# PROMPT 1
Answer these from the news text-categorization thread:
(a) What label does the example struct carry?
(b) Which option string is passed to the classify call?
(c) What does the reply suggest using after tokenizing the strings?
# PROMPT 2
Using the news text-categorization thread, explain why the poster cannot turn the cell array into one multidimensional array.
# PROMPT 3
Reproduce a passage from the news text-categorization thread. Begin at the words "I can't convert" and stop after "then use TF-IDF.".

# SELECTED EXTRACT
*** Block opens ***

I want to do text categorization on a dataset of news. I have a lot of features like subject
, keyword
, summary
, etc... all of these features are stored in one cell array of structs, each struct looking like this:
label: 'misc.forsale'
subj: ' Motorcycle wanted.'
keyword: [1x190 char]
reference: []
organization: ' Worcester Polytechnic Institute'
from: ' [email protected] (John Kedziora)'
summary: []
lines: ' 11'
vocab: [4x2 double]
I want to classify them with class = classify(test, train, target, 'diaglinear');
but these functions only receive arrays as input, and do not accept cells or structs.
I can't convert this cell array to one multidimensional array because the amount of features varies (for example, one subject has two words and other has three words).
What can I do?
Do some feature extraction first. For example, tokenize the strings, then use TF-IDF.

*** Block closes ***

(Natural-language object grounding data)
*** Block opens ***

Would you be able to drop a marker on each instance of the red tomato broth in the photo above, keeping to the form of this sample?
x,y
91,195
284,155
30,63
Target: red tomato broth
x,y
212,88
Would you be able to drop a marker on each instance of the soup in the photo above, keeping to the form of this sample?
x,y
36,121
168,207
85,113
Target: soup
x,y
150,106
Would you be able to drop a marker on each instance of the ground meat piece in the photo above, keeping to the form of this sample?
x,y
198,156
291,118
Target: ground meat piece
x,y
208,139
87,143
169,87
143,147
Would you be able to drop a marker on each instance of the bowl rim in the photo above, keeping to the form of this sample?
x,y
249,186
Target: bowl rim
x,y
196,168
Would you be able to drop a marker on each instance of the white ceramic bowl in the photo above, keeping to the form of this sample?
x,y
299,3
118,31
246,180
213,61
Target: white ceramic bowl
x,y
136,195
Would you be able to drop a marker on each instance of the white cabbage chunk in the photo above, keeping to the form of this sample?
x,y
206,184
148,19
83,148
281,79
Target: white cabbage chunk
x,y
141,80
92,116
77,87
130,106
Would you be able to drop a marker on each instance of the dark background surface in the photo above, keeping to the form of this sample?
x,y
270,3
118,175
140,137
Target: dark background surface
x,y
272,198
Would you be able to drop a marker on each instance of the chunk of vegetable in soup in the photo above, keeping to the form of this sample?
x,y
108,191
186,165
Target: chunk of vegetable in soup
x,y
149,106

*** Block closes ***

# WRITTEN SOLUTION 1
(a) 'misc.forsale'
(b) 'diaglinear'
(c) TF-IDF

# WRITTEN SOLUTION 2
The amount of features varies from item to item. For example, one subject has two words and another has three, so the data does not fit a single multidimensional array.

# WRITTEN SOLUTION 3
I can't convert this cell array to one multidimensional array because the amount of features varies (for example, one subject has two words and other has three words).
What can I do?
Do some feature extraction first. For example, tokenize the strings, then use TF-IDF.